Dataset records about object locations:
•••••

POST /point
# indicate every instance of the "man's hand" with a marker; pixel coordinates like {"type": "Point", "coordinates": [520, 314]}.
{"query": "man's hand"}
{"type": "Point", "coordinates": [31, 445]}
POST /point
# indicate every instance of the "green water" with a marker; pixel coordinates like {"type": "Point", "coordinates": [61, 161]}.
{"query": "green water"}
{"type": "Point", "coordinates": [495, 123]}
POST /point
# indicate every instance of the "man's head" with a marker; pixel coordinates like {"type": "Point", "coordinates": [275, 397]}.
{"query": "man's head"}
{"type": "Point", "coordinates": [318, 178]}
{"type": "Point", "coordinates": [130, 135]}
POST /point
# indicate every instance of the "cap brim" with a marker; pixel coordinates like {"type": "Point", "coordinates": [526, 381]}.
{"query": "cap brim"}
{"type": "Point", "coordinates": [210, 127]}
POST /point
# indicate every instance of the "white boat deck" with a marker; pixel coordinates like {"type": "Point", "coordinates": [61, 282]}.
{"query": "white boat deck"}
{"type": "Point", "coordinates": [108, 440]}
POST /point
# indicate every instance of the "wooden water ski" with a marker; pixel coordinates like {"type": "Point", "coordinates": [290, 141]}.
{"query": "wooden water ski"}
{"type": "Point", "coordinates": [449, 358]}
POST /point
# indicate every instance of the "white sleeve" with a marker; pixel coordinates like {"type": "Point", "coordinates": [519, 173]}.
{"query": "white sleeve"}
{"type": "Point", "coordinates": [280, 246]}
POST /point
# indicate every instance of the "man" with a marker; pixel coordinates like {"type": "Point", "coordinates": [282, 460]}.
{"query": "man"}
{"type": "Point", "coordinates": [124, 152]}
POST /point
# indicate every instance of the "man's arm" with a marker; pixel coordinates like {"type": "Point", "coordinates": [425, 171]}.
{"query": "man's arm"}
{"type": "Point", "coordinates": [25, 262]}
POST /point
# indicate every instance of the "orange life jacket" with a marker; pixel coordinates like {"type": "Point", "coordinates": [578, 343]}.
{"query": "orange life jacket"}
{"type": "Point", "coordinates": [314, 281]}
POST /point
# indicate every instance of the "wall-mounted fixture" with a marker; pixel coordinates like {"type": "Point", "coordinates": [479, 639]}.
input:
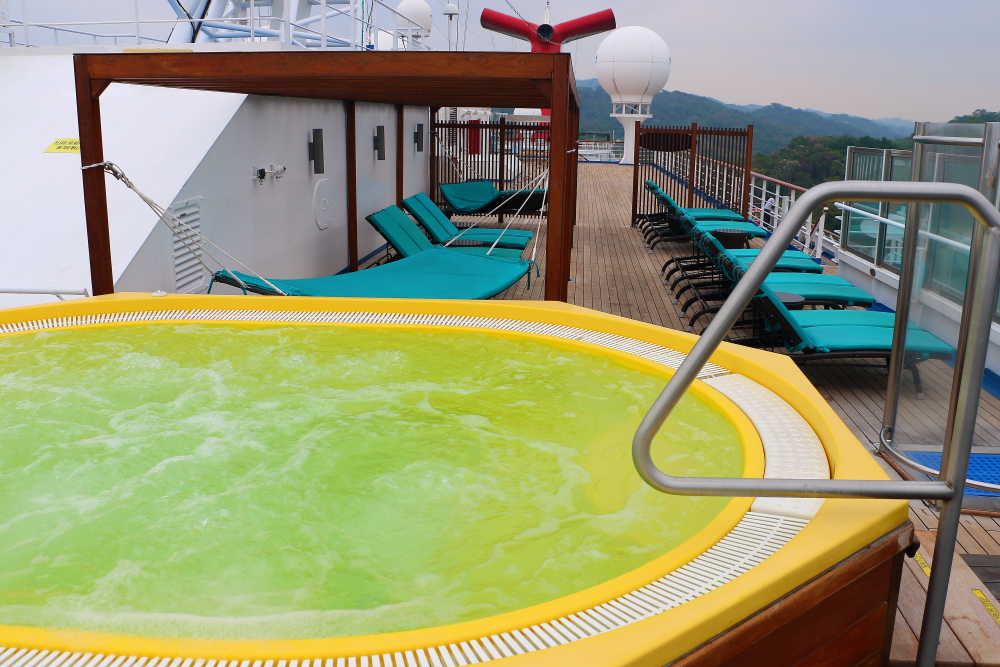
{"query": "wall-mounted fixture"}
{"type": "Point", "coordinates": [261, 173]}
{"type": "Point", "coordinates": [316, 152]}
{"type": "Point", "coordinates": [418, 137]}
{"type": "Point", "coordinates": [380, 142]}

•••••

### Exercise instructions
Quote every record above exactly, leaving out the pictures.

### Response for this exercise
POST /point
# indicate every instance of the "man's hand" with a marker; pixel coordinates like {"type": "Point", "coordinates": [520, 314]}.
{"query": "man's hand"}
{"type": "Point", "coordinates": [31, 445]}
POST /point
# indicate every instance of the "green water" with a marker; pixel coordinates like {"type": "Point", "coordinates": [61, 161]}.
{"query": "green water"}
{"type": "Point", "coordinates": [495, 123]}
POST /point
# indicate every instance of the "man's head" with a marker; pixel coordinates like {"type": "Point", "coordinates": [275, 397]}.
{"query": "man's head"}
{"type": "Point", "coordinates": [318, 178]}
{"type": "Point", "coordinates": [130, 135]}
POST /point
# indicate every instance of the "cap brim" with a marker; pixel coordinates like {"type": "Point", "coordinates": [526, 381]}.
{"query": "cap brim"}
{"type": "Point", "coordinates": [210, 127]}
POST /point
# indicate every instance of the "white boat deck" with a marker; pixel coordinates like {"type": "Point", "coordinates": [61, 282]}.
{"query": "white boat deck"}
{"type": "Point", "coordinates": [108, 440]}
POST /point
# indicate every instance of the "wooden water ski" with a marker; pixel coordinates like {"type": "Point", "coordinates": [290, 141]}.
{"query": "wooden water ski"}
{"type": "Point", "coordinates": [449, 358]}
POST /point
# indicate every instance of the "white sleeve" with a marker; pixel coordinates like {"type": "Point", "coordinates": [519, 173]}.
{"query": "white sleeve"}
{"type": "Point", "coordinates": [280, 246]}
POST /point
# indicate every instance of the "man" with a marker; pixel coordinates like {"type": "Point", "coordinates": [282, 460]}.
{"query": "man"}
{"type": "Point", "coordinates": [124, 152]}
POST /point
# indicate every instance of the "man's arm" with a marker; pixel coordinates like {"type": "Point", "coordinates": [425, 171]}.
{"query": "man's arm"}
{"type": "Point", "coordinates": [25, 262]}
POST /point
# indicate every instance of the "orange life jacket" with a marker; pixel coordinates like {"type": "Point", "coordinates": [578, 343]}.
{"query": "orange life jacket"}
{"type": "Point", "coordinates": [314, 281]}
POST /point
# indicate every instance of the "wall-mounted fixture" with a marker; pixel coordinates like {"type": "Point", "coordinates": [479, 639]}.
input:
{"query": "wall-mounted fixture"}
{"type": "Point", "coordinates": [261, 173]}
{"type": "Point", "coordinates": [316, 152]}
{"type": "Point", "coordinates": [418, 137]}
{"type": "Point", "coordinates": [380, 142]}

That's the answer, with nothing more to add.